> EXERCISE: In this exercise, write out the data word for word and leave every image out.

> INFORMATION SHOWN:
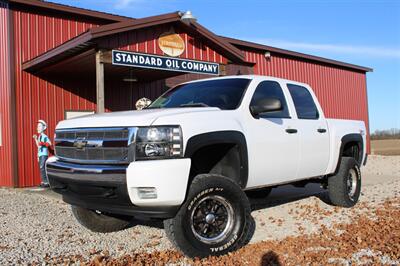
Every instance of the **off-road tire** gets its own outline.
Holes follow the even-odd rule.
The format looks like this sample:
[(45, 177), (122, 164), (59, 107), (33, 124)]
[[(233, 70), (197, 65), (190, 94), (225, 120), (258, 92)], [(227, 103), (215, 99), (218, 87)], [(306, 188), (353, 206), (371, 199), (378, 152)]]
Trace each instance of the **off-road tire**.
[[(354, 180), (351, 186), (348, 184), (349, 178)], [(351, 193), (354, 185), (356, 187)], [(333, 205), (350, 208), (357, 203), (361, 193), (361, 171), (353, 157), (341, 159), (337, 174), (328, 178), (328, 193)]]
[[(214, 201), (214, 199), (217, 200)], [(223, 231), (221, 233), (222, 238), (218, 242), (205, 243), (199, 239), (199, 233), (195, 233), (196, 218), (194, 213), (201, 209), (202, 203), (212, 212), (214, 209), (211, 207), (213, 206), (212, 203), (218, 202), (218, 199), (225, 203), (228, 202), (228, 206), (231, 206), (231, 208), (220, 206), (217, 209), (220, 212), (221, 209), (231, 210), (230, 214), (233, 213), (233, 215), (226, 216), (233, 217), (229, 219), (232, 221), (231, 223), (226, 223), (227, 225), (231, 224), (231, 227), (225, 227), (225, 229), (230, 228), (230, 230), (226, 231), (225, 234), (223, 234)], [(207, 200), (210, 205), (206, 204)], [(201, 174), (194, 178), (187, 199), (176, 216), (164, 220), (164, 229), (170, 241), (186, 256), (192, 258), (203, 258), (209, 255), (218, 256), (239, 249), (248, 243), (253, 232), (250, 212), (247, 196), (236, 182), (220, 175)], [(200, 213), (203, 213), (203, 211)], [(219, 218), (224, 216), (219, 216), (220, 214), (217, 214), (217, 211), (215, 211), (215, 214)], [(205, 220), (203, 223), (206, 223)]]
[(271, 194), (272, 188), (270, 187), (265, 187), (265, 188), (260, 188), (260, 189), (255, 189), (255, 190), (248, 190), (246, 191), (246, 195), (249, 198), (254, 198), (254, 199), (264, 199)]
[(93, 232), (109, 233), (120, 231), (130, 224), (130, 217), (114, 217), (74, 205), (71, 206), (71, 209), (76, 220)]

> RESULT OF THE TASK:
Every instance of the **off-road tire** gets its own outline.
Holes follow the even-odd rule.
The format looks like this sample:
[(45, 177), (122, 164), (59, 107), (33, 124)]
[[(233, 70), (197, 65), (190, 94), (225, 120), (258, 92)], [(227, 103), (215, 99), (218, 87)], [(306, 188), (353, 206), (371, 199), (378, 152)]]
Trace each instance of the **off-road tire**.
[[(354, 180), (351, 186), (348, 184), (349, 178)], [(351, 193), (354, 185), (356, 187)], [(333, 205), (350, 208), (357, 203), (361, 193), (361, 171), (353, 157), (341, 159), (337, 174), (328, 178), (328, 193)]]
[[(214, 201), (214, 199), (217, 200)], [(223, 231), (221, 233), (222, 238), (218, 242), (205, 243), (199, 239), (199, 233), (195, 233), (196, 218), (194, 213), (201, 209), (202, 203), (212, 212), (214, 209), (211, 207), (213, 206), (212, 203), (218, 202), (218, 199), (225, 203), (228, 202), (228, 206), (231, 206), (231, 208), (220, 206), (217, 209), (220, 212), (221, 209), (231, 210), (230, 214), (233, 213), (233, 215), (226, 216), (233, 217), (229, 219), (232, 221), (231, 223), (226, 223), (227, 225), (231, 224), (231, 227), (225, 227), (225, 229), (230, 228), (230, 230), (226, 231), (225, 234), (223, 234)], [(207, 200), (210, 205), (206, 204)], [(201, 174), (194, 178), (187, 199), (176, 216), (164, 220), (164, 229), (170, 241), (186, 256), (192, 258), (203, 258), (209, 255), (218, 256), (239, 249), (248, 243), (253, 232), (250, 212), (247, 196), (236, 182), (220, 175)], [(200, 213), (203, 213), (203, 211)], [(219, 218), (224, 216), (219, 216), (220, 214), (217, 214), (217, 211), (215, 211), (215, 214)], [(205, 220), (203, 223), (206, 223)]]
[(271, 194), (272, 188), (270, 187), (265, 187), (265, 188), (260, 188), (260, 189), (255, 189), (255, 190), (248, 190), (246, 191), (246, 195), (249, 198), (254, 198), (254, 199), (264, 199)]
[(93, 232), (109, 233), (120, 231), (130, 224), (130, 217), (114, 217), (74, 205), (71, 206), (71, 209), (76, 220)]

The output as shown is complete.